» Text excerpt:
[start]

# ‘Umpteen’ and Morse code



## Worldspan (Jan 2, 2012)

One of the clues in today’s Times Concise is ‘Ever so many’, the answer being ‘umpteen’. I became curious about the latter and checked some dictionaries. 

(1) The American Heritage Dictionary of the English Language gives:

_[Slang ump(ty), dash in Morse code (of imitative origin) + -teen (as in THIRTEEN).]_

(2) dictionary.com (referring to umpty):

_1905, "of an indefinite number," originally Morse code slang for "dash," influenced by association with numerals such as twenty, thirty, etc.
_
I'd never come across 'ump' used to represent a dash but guess it dates back to the days of sounders; perhaps ‘ty’ was used to represent a dot (?) If so then C would have been “ump-ty-ump-ty” – like the poor old egg!

My father, a WW1 signaller who used flags, always said, “dash-dot-dash-dot” but I remember an aged RAF signaller talking about “dow-di-dow-dit”. Perhaps the old T1154 produced this kind of warble on a dash (?)

So that’s today’s bit of trivia.

W


----------



## Varley (Oct 1, 2006)

Most amusing. Never heard of it before. Pleased to do so now. Thanks a lot.


----------



## trotterdotpom (Apr 29, 2005)

Always a lot easier to remember morse in the dah dit dah dit mode rather that "dash dot ...".

As for the "umpteen" bit, surely it was inspired by the "teens" rather than the "twenties, etc". However, I'd say: "Don't believe everything your read in a dictionary" -Journalists read them too.

John T


----------



## Mad Landsman (Dec 1, 2005)

The OED is somewhat less committed to the idea and uses 'perh' (perhaps) in the etymology: 

*umpty */ʌm(p)ti/ noun & adjective¹. colloq. L19.
[ORIGIN Joc. formation after cardinal numerals twenty, thirty, etc., perh. orig. after military slang repr. of the dash in Morse code.]
► A noun. An indefinite number, usu. fairly large. L19.
► B adjective. Of an indefinite, usu. fairly large, number. E20.

Comb.: Forming combs. in imitation of compound numerals (cardinal and ordinal), as umpty-nine, umpty-seventh, etc. umpty-ump adjective & noun (of) an indefinite largish number.

umptieth adjective E20.

*umpteen* /ʌm(p)ˈti:n, ʌm(p)ti:n/ adjective & noun. colloq. Also umteen. E20.

[end]

» Short task:
Carry on the forum thread about "umpteen" and Morse code from the point where it stops. None of the lines that come next are needed for anything here.

» Given records:
[start]

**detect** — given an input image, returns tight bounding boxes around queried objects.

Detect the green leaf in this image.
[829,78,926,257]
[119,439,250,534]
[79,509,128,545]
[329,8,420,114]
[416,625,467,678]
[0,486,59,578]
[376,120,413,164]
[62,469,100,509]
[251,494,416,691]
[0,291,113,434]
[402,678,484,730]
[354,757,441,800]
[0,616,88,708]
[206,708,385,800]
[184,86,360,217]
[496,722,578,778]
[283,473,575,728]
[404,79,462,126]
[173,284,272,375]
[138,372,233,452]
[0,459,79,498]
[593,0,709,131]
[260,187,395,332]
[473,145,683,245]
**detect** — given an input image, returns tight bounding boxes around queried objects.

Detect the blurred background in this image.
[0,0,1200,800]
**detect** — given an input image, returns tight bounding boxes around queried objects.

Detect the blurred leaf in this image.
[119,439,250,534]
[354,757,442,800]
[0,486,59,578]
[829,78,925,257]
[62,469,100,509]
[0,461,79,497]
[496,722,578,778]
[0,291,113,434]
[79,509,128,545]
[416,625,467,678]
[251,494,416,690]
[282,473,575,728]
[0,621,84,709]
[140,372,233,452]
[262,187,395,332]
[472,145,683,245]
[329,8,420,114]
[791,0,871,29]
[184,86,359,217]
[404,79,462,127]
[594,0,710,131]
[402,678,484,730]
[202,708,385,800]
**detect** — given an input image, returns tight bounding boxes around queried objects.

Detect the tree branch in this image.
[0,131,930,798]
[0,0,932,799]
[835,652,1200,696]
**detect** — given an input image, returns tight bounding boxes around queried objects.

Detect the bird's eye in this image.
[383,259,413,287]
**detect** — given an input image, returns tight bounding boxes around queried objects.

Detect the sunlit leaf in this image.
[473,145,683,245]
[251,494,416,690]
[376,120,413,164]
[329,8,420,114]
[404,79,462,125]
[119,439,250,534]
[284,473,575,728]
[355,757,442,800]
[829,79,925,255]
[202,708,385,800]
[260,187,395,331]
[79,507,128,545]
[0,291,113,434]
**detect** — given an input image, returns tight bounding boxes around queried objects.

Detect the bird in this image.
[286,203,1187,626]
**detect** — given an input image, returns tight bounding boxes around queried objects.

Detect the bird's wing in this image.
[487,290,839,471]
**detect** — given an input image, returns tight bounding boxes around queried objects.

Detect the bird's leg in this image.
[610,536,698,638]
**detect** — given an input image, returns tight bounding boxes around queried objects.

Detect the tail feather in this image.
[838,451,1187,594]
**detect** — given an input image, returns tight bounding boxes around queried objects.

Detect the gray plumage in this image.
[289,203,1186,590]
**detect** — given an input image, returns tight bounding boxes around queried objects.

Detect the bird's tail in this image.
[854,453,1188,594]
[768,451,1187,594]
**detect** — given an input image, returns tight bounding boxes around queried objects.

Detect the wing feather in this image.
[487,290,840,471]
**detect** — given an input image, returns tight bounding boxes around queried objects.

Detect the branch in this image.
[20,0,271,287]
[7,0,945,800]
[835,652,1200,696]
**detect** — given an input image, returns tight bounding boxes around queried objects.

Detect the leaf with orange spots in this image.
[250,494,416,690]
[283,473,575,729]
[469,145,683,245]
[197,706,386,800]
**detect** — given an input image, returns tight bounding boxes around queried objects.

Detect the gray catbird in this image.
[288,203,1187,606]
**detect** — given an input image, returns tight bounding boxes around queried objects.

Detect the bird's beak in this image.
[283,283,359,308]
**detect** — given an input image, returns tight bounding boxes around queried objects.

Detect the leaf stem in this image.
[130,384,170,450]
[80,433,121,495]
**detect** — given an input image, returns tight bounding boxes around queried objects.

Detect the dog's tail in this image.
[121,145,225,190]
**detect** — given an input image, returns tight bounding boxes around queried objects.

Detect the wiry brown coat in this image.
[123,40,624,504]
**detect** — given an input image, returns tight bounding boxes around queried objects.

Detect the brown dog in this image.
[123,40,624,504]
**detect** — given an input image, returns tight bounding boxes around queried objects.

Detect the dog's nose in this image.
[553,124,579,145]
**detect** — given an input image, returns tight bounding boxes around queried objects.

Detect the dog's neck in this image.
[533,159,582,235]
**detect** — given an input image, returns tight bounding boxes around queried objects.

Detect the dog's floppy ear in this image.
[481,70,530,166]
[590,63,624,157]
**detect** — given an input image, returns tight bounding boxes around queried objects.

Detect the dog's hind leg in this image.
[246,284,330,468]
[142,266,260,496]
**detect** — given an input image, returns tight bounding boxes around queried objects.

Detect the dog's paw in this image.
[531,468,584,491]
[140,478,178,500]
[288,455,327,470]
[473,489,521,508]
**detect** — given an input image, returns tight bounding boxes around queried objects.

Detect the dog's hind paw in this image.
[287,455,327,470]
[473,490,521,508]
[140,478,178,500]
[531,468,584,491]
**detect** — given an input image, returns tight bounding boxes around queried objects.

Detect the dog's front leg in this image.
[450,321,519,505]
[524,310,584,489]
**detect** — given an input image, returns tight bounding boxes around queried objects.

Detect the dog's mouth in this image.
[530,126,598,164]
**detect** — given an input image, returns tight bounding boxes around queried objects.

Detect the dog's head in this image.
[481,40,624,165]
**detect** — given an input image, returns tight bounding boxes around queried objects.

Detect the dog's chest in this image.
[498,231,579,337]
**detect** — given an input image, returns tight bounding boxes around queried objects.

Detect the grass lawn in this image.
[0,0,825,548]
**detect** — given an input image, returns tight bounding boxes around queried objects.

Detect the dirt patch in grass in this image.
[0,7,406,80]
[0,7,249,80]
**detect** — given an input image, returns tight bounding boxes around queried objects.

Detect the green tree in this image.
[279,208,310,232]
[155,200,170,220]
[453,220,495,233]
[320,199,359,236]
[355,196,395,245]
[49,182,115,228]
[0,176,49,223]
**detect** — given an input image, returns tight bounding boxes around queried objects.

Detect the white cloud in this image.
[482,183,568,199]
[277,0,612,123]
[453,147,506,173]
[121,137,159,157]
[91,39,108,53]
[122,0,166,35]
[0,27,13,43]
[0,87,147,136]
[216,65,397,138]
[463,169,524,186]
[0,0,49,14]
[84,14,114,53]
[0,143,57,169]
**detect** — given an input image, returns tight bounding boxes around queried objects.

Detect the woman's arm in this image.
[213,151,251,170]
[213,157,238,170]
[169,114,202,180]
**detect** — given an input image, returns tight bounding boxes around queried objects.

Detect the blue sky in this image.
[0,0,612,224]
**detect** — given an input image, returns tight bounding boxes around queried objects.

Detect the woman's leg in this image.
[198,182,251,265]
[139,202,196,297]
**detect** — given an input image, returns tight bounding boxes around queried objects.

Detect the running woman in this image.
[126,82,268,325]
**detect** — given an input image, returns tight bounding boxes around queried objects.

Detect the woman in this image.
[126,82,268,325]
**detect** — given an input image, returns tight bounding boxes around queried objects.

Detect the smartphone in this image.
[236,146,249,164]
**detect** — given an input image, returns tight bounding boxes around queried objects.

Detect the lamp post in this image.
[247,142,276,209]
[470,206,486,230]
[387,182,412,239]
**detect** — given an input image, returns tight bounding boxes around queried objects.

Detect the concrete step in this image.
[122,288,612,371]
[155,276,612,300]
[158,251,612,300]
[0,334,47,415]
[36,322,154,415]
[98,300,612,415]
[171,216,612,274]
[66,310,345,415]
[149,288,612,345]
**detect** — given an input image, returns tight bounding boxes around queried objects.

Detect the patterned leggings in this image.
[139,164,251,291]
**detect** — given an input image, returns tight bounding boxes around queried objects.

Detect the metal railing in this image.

[end]

» Result:
[ORIGIN formed as umpty noun & adjective¹ + -teen, after thirteen, fourteen, etc.]
► A adjective. Of an indefinite number; many, several, a lot of (freq. with connotation of wearisome repetition). E20.
► B noun. An indefinite number in the abstract; a particular member at an unspecified or indeterminate position in a series. E20.

umpteenth adjective E20.


----------



## Dartskipper (Jan 16, 2015)

I gave up on the OED when the bloke in Dictionary Corner on Countdown allowed the word "Inlands" as the legitimate plural of "Inland".

I always thought "Inland" was followed by "Region" or "Area".

Now it includes "txt spk" and other modern corruptions of standard English. I don't remember seeing the old telegram abbreviations included in it's day. 

Never to old to learn something new.

Roy.


----------



## Naytikos (Oct 20, 2008)

A dot is 'iddy'
A dash is 'umpty'

Why?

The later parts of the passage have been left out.